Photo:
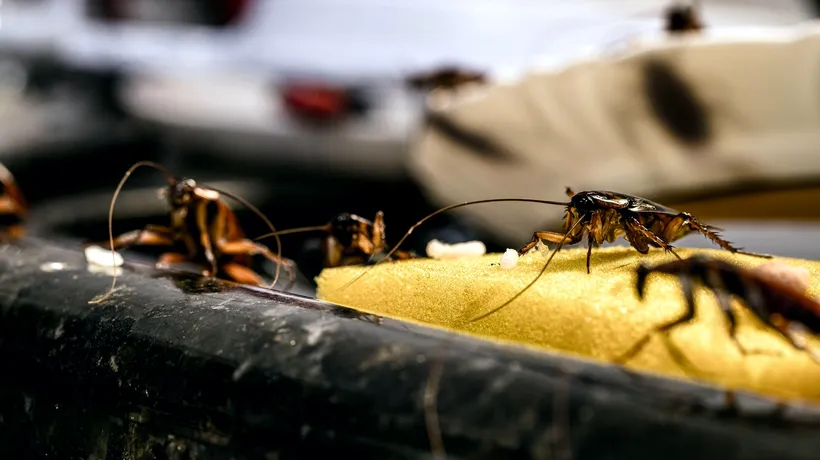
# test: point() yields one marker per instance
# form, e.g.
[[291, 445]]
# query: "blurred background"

Exercise requirements:
Make an exact reproduction of the listing above, without any pictures.

Output for this exercise:
Photo:
# test: point() yields one marker per instance
# form, e.g.
[[291, 445]]
# query: "blurred background"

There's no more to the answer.